■ Directions ■
Continue the article about Campus Health Services preparing for flu season, picking up right after its final sentence.

--- Exercise text ---

Campus Health Services prepares for this year's flu season

Along with cooler temperatures and shorter days, the fall season brings runny noses, sneezing and bouts of coughing to campus. The annual flu season is approaching, and Campus Health Services is taking steps to prepare the University for this year’s strain of flu.

“It’s been a mild start so far at Campus Health Services. We haven’t been bombarded with tons of cases at this time,” Dr. Thevy Chai, a CHS physician specializing in student health and infection control, said. “That is pretty typical for October. November flu season usually peaks around January or February.”

While the peak of the season is still a few months away, CHS has been taking steps to ensure students and staff are prepared well in advance. The flu vaccine takes approximately two weeks to reach full effectiveness Dr. Chai said, so the sooner one gets the vaccine, the better.

Most of the steps being taken come in the form of a campus-wide information push.

--- Recorded data ---

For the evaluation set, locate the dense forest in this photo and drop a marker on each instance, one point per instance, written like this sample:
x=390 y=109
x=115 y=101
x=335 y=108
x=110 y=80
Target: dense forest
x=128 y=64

---

■ Answer space ■
“We always do kind of a flu campaign where we put out informational materials on our website and through our ActiviTV screens in our building and the Student Union,” said Michelle Camarena, CHS nursing supervisor. “The best thing we can do is get basic information out and tell people to get a flu shot.”

Students can get the vaccine three different ways: make an appointment with the immunization clinic, ask for it when visiting CHS or on as walk-in basis at the pharmacies in the CHS building and Student Stores, Camarena said.

By getting the vaccine, students are doing their part in keeping the entire community safe, Dr. Chai said. Many students and community members are unable to get the vaccine, but those vaccinated lower the chances of the virus spreading to those who do not.

For those unable to get the vaccine, there are steps that can be taken to avoid contracting the virus, said Allison Aiello, a professor of epidemiology at the Gillings School of Global Public Health who researches non-pharmaceutical interventions for flu. These methods include proper hand-washing or using hand sanitizer if sinks are not available, using a basic face mask and avoiding anyone who may be infected.

It is also a good idea for students to think ahead and prepare for the chance they may get sick, Camarena said.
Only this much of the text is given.